Your objective
In the article on the high protein diet study, what percentage of patients on the high protein diet had remission of prediabetes at 6 months?

High protein diet suppresses hunger, improves insulin sensitivity and cardiac function: Study
A recent study published in the Nutrition, Metabolism & Cardiovascular Disease explains the association of High Protein Diet and Prediabetes Remission and its positive effects in Incretins and cardiovascular risk factors.
High Protein diets may be associated with endocrine responses that favour improved metabolic outcomes. Protein diets have been known to provide greater satiety and reduced energy intake than carbohydrate diets, but definite long-term studies are sparse. Remission of pre-diabetes to normal is an important health concern which has had little success in the past. Researchers of University of Tennessee Health Science Center, USA studied the response to High Protein (HP) versus High Carbohydrate (HC) Diets in terms of incretin hormones GLP-1 (glucagon‐like peptide‐1) and GIP( glucose‐dependent insulinotropic polypepide), the hunger hormone ghrelin and BNP(Brain natriuretic peptide), which is associated with cardiac function. They sought to determine that HP diets induce more pronounced release of glucose-lowering hormones, suppress hunger and improve cardiac function.
It was a prospective, randomized study on 24 men and women with prediabetes (HbA1c, 5.7%-6.4%) and BMI between 30 kg/m² and 55 kg/m². They were randomly assigned to either a High Protein(HP)(n=12) or High Carbohydrate(HC)(n=12) diet for 6 months with all food provided. High Protein Diet comprises 30% Kcals from protein, 40% Kcals from carbohydrate (CHO) and 30% Kcals from fat. High carbohydrate diet comprises 15% Kcals from protein, 55% Kcals from CHO and 30% Kcals from fat. Researchers performed a mixed-meal tolerance test (MTT) and oral glucose tolerance test (OGTT) to measure GLP-1, GIP, Ghrelin, BNP, insulin and glucose levels at baseline and 6 months on the respective diets.
At 6 months researchers observed patients in HP diet had 100% remission of prediabetes compared to only 33% on the HC diet with similar weight loss. They observed patients in HP diet had a greater increase in incretin hormone (GLP-1, GIP) levels and experienced a significant decrease in BNP and ghrelin levels.
These findings imply that HP diet increases incretin levels which may partially improve insulin sensitivity and β cell function and results of ghrelin levels show the greater effectiveness of the HP diet in attenuating hunger when compared with the HC diet. In addition, the researchers also noted significant improvements in BNP and other Cardiovascular risk factors, metabolic parameters and oxidative stress, in comparison with the HC diet.

Given records
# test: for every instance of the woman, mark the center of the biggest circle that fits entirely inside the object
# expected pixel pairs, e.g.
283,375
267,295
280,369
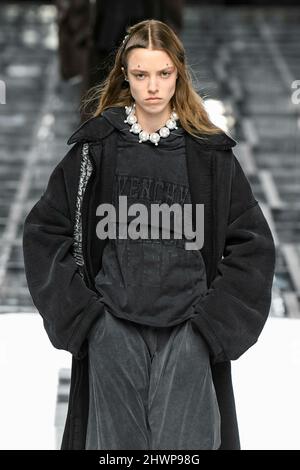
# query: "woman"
151,325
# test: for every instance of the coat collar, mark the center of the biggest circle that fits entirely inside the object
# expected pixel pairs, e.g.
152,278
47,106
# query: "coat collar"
97,128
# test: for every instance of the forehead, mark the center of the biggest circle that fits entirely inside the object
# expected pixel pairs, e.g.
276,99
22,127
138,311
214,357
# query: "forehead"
147,59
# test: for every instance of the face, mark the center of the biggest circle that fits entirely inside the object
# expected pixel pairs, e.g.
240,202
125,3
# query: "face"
151,73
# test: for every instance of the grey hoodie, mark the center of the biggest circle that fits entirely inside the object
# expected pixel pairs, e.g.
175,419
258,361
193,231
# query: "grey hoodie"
150,281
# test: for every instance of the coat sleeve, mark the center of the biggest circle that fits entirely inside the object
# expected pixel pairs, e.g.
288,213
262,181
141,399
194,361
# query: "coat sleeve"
68,307
233,311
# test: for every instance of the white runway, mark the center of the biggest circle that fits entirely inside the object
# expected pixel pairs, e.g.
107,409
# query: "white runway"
266,380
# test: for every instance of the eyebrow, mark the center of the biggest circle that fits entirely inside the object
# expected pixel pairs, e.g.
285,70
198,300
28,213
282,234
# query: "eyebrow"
145,71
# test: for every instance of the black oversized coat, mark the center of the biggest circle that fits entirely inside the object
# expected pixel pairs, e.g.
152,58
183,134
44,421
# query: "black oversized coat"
238,251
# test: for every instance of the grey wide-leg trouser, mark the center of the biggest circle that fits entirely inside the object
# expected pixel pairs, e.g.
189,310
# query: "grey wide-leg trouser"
150,388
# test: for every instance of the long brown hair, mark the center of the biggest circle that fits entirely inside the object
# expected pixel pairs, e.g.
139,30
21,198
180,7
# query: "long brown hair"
115,92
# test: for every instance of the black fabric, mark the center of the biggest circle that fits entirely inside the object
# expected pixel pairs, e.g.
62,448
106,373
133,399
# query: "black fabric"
237,230
158,273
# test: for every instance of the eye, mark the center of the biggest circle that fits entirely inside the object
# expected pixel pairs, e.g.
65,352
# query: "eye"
164,72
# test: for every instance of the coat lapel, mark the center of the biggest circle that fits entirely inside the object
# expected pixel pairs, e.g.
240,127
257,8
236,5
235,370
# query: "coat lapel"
207,175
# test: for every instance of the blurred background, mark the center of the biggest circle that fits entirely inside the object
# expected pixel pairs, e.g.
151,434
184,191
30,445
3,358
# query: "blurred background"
245,63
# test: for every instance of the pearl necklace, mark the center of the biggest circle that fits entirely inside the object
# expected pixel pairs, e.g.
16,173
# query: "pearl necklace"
144,135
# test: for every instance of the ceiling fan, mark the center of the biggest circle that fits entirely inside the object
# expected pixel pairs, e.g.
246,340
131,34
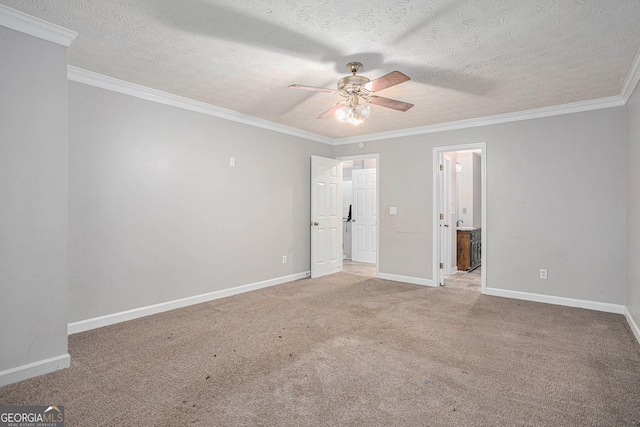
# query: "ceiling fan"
356,88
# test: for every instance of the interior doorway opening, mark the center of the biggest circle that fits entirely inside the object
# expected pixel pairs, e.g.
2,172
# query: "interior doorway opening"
460,216
360,214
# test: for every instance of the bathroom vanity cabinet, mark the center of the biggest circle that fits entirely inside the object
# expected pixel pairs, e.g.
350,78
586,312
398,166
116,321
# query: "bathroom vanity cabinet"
469,249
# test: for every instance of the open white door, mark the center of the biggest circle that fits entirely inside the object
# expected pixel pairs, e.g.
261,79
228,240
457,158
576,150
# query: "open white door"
326,216
442,220
363,212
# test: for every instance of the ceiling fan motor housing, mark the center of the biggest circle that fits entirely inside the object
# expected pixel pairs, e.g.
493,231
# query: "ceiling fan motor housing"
353,81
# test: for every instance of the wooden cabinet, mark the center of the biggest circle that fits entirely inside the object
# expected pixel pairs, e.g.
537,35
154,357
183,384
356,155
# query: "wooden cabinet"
469,249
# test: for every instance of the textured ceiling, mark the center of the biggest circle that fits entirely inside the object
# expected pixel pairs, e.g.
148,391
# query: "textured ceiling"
466,59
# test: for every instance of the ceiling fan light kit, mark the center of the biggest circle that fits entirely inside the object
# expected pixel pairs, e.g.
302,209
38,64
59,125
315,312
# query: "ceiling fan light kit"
355,88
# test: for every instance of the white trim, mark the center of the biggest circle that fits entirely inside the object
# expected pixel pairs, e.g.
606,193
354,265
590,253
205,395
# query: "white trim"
632,79
36,27
123,316
550,299
109,83
34,369
632,324
555,110
407,279
375,156
483,207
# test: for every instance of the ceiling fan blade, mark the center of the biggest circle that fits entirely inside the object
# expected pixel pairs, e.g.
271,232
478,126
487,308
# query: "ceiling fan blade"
335,107
388,80
312,88
390,103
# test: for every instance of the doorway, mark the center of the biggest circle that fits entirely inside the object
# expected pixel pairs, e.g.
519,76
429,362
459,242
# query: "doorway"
459,226
360,214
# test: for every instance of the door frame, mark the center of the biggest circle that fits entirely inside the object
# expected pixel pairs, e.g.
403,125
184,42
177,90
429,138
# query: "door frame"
377,157
437,153
446,247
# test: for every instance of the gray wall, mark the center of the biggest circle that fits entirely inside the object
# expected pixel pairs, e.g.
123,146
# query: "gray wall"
33,199
157,214
555,200
633,206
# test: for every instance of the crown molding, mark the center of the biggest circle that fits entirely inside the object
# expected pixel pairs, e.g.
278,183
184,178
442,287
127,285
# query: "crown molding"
109,83
98,80
36,27
555,110
632,79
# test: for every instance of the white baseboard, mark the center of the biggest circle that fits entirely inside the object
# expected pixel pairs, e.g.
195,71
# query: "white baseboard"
550,299
123,316
632,324
34,369
407,279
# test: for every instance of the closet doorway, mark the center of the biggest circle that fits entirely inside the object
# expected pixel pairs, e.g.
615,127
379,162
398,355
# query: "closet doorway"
360,214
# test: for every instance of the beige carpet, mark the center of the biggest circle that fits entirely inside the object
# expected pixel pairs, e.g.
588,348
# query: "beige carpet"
348,350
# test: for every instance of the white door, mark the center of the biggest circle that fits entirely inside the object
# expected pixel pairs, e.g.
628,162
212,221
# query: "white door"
363,212
442,220
326,216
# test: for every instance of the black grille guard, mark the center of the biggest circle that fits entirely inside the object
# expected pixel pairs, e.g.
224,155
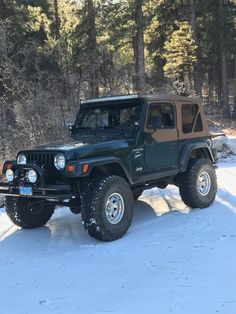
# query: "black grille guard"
40,189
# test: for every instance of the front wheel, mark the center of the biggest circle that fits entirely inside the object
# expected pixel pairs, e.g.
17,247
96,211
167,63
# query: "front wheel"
107,208
198,185
28,213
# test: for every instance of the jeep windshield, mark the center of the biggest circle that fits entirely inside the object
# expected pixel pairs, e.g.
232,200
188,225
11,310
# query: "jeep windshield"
113,116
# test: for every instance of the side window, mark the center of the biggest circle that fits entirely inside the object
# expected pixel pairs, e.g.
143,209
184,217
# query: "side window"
191,118
161,116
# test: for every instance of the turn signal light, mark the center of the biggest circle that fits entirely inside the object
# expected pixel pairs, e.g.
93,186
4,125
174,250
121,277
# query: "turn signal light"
70,168
8,165
85,168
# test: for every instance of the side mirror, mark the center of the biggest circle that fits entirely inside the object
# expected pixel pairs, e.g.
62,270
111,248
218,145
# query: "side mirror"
70,127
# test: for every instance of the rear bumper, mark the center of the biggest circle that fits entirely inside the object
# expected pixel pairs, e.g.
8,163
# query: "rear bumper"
49,192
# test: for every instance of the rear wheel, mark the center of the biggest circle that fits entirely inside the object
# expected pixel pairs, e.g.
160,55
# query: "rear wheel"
198,185
107,208
28,213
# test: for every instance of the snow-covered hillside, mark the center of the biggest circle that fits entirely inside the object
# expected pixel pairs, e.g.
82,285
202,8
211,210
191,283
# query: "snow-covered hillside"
173,260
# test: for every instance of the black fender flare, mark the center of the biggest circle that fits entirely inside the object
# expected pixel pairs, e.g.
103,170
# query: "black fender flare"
101,161
187,151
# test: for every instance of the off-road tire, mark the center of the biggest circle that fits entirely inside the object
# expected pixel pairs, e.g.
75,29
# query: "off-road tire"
188,184
137,193
93,210
28,213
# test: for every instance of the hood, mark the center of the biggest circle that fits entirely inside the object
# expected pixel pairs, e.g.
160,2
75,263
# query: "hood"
84,147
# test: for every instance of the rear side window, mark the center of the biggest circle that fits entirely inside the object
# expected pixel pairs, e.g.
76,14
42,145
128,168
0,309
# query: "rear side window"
161,116
191,118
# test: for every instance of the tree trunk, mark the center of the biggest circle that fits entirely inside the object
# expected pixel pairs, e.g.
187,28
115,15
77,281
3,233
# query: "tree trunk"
2,10
56,20
210,86
223,60
197,68
92,50
138,46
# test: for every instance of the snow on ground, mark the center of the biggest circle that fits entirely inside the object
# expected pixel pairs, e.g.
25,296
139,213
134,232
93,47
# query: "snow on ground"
173,260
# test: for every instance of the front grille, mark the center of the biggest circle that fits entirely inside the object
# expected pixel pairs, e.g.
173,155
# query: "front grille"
44,160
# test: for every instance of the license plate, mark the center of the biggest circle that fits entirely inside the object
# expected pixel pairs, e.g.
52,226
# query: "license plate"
26,190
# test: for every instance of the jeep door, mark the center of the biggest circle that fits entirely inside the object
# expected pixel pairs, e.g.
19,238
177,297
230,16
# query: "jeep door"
161,137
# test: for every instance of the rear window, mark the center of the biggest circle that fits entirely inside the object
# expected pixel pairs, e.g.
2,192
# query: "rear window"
191,118
164,113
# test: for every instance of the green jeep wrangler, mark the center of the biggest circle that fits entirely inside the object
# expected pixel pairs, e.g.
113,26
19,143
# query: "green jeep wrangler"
119,147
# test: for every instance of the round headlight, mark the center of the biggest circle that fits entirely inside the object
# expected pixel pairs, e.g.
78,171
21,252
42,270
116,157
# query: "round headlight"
9,175
60,161
21,159
32,176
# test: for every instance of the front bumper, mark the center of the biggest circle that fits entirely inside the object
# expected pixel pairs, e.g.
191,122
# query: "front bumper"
40,189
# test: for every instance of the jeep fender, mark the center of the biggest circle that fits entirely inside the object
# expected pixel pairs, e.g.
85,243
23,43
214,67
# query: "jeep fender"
189,149
102,162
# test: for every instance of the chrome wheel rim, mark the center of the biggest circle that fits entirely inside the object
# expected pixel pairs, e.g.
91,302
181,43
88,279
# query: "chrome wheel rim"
115,208
204,183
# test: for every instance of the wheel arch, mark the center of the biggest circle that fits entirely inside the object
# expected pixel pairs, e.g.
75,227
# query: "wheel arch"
108,166
195,151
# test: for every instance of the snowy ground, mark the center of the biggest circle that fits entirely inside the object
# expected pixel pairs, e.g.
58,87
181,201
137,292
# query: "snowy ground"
171,261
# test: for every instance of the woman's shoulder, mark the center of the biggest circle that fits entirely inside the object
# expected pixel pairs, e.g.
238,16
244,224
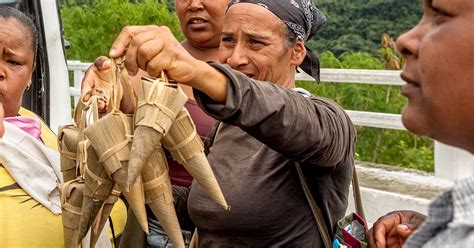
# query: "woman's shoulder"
47,135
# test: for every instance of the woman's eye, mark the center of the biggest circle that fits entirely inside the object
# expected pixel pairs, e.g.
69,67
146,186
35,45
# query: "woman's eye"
226,39
13,62
256,42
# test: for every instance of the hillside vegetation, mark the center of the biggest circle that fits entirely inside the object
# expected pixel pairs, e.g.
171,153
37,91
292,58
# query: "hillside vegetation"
351,39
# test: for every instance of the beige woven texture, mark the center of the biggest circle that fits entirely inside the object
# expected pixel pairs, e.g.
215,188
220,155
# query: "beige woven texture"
71,204
123,153
186,147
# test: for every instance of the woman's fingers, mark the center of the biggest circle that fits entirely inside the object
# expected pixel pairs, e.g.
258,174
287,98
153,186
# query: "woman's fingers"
122,41
2,128
134,61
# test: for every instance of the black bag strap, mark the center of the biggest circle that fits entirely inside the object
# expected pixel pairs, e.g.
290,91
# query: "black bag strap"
318,216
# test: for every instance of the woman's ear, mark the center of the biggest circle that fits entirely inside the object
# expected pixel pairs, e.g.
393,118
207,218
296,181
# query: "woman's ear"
299,53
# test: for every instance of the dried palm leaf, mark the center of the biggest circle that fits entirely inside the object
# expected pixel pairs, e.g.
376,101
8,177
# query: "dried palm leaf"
158,104
185,146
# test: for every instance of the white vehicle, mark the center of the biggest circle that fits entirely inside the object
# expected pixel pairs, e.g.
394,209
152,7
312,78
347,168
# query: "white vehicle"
49,95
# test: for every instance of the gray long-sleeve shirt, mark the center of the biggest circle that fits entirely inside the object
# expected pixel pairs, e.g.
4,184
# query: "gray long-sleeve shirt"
267,128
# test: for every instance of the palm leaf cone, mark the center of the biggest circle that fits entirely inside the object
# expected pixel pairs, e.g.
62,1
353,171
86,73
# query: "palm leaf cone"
159,195
98,187
68,137
158,104
103,216
71,204
185,146
111,138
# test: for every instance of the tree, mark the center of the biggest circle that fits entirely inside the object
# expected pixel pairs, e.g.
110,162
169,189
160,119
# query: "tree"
91,28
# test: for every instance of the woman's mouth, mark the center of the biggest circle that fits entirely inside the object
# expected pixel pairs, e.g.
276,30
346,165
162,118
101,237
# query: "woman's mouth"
196,22
410,87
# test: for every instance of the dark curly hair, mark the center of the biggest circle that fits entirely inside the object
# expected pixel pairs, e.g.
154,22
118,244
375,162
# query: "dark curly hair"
9,12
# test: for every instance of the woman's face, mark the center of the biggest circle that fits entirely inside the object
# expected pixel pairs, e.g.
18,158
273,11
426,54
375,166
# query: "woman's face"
440,73
253,42
16,63
201,21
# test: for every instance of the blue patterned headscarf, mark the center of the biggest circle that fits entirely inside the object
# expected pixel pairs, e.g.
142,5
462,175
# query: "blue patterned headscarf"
303,18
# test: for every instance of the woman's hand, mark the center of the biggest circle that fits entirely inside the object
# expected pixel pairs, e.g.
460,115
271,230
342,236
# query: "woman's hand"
154,49
2,128
394,228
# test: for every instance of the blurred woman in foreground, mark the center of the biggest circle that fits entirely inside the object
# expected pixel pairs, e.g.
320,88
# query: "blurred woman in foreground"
440,89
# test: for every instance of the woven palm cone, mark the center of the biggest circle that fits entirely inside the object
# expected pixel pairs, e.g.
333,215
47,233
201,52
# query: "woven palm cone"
71,203
68,137
111,138
158,104
103,216
159,195
98,187
186,147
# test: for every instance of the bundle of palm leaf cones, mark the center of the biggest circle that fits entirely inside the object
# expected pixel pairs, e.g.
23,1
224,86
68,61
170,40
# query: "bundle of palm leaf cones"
123,153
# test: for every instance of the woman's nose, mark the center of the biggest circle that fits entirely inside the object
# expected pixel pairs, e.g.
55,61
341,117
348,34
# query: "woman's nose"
195,5
238,57
408,43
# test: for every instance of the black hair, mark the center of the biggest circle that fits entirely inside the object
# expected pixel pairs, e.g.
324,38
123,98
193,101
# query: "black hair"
289,35
9,12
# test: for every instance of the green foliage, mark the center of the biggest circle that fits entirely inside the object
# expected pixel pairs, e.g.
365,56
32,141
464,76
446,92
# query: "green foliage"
374,145
351,40
357,25
92,26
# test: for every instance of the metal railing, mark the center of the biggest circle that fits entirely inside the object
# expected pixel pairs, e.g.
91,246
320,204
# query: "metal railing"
450,162
360,118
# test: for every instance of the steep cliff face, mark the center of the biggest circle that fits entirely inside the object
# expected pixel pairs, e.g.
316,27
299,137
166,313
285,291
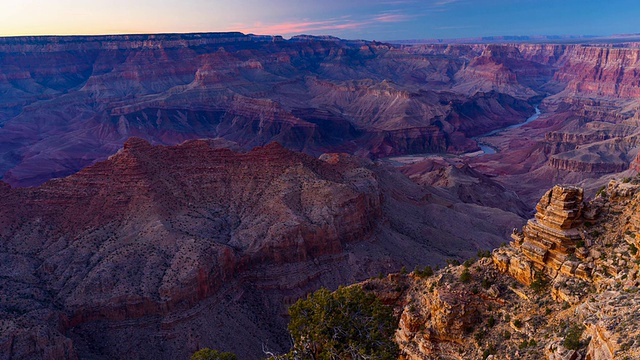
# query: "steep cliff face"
86,95
565,288
600,71
159,251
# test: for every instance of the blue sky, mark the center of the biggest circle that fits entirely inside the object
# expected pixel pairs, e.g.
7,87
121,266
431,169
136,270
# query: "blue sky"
371,20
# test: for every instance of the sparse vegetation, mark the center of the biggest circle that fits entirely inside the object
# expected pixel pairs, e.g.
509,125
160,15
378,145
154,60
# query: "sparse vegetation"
209,354
572,339
346,324
465,276
424,273
517,323
540,282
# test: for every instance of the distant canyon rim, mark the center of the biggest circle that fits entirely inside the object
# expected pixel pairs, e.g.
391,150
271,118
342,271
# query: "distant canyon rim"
182,188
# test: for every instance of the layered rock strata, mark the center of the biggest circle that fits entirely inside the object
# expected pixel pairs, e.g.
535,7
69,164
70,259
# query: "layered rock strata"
547,244
159,251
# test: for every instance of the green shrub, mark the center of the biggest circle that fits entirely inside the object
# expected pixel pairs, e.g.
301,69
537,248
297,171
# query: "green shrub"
491,322
517,323
425,273
540,283
469,262
572,339
453,262
208,354
465,277
338,325
488,351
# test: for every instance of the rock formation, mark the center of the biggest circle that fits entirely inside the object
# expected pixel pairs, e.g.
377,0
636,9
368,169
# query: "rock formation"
159,251
566,288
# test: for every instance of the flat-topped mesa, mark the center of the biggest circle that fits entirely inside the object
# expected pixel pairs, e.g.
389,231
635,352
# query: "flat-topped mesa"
548,240
552,235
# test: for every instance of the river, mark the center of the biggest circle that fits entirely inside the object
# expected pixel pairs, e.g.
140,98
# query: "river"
490,150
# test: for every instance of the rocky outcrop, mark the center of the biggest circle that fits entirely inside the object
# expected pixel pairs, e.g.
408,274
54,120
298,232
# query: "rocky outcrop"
158,251
480,309
548,240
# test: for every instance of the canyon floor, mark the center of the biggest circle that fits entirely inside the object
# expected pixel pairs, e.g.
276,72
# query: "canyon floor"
164,193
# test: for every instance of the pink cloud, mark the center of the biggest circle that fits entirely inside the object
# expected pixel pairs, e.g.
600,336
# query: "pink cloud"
300,27
391,18
344,23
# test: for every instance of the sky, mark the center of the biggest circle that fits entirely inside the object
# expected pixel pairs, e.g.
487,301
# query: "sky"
349,19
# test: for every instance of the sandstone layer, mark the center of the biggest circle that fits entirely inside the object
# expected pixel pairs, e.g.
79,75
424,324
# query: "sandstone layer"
159,251
520,302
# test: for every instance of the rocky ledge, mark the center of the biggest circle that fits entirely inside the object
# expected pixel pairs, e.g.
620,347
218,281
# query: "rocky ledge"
567,288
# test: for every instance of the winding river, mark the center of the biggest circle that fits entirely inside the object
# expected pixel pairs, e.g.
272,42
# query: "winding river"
490,150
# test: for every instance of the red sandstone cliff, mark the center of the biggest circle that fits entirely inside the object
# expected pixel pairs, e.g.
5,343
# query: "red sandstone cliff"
158,251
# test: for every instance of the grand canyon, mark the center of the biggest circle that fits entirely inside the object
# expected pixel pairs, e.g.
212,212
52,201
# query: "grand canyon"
164,193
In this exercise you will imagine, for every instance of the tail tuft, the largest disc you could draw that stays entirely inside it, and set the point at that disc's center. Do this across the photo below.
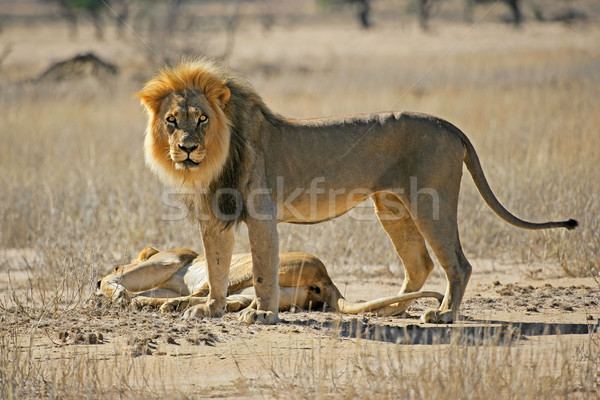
(571, 224)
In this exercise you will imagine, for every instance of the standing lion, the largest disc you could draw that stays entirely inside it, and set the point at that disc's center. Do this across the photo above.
(210, 133)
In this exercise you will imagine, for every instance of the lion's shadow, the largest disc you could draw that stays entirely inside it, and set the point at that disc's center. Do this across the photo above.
(473, 332)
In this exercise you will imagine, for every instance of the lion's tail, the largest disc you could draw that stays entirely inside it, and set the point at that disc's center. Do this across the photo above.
(347, 307)
(474, 166)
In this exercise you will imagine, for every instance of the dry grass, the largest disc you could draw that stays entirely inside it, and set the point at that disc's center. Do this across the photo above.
(75, 193)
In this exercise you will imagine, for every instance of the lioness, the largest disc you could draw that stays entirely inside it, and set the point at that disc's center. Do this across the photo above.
(176, 279)
(211, 134)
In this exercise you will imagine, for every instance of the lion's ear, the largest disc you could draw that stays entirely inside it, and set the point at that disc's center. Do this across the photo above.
(147, 253)
(223, 95)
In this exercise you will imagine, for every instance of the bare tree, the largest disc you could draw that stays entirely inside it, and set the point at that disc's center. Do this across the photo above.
(425, 10)
(514, 5)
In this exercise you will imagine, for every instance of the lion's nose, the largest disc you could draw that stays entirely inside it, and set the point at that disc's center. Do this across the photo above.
(188, 149)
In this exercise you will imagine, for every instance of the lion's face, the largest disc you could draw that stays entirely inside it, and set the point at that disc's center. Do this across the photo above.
(186, 120)
(187, 140)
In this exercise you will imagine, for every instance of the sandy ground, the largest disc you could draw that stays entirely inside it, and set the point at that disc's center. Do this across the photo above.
(216, 356)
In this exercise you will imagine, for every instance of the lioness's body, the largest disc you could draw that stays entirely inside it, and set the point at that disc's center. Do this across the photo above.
(210, 132)
(173, 279)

Answer section
100%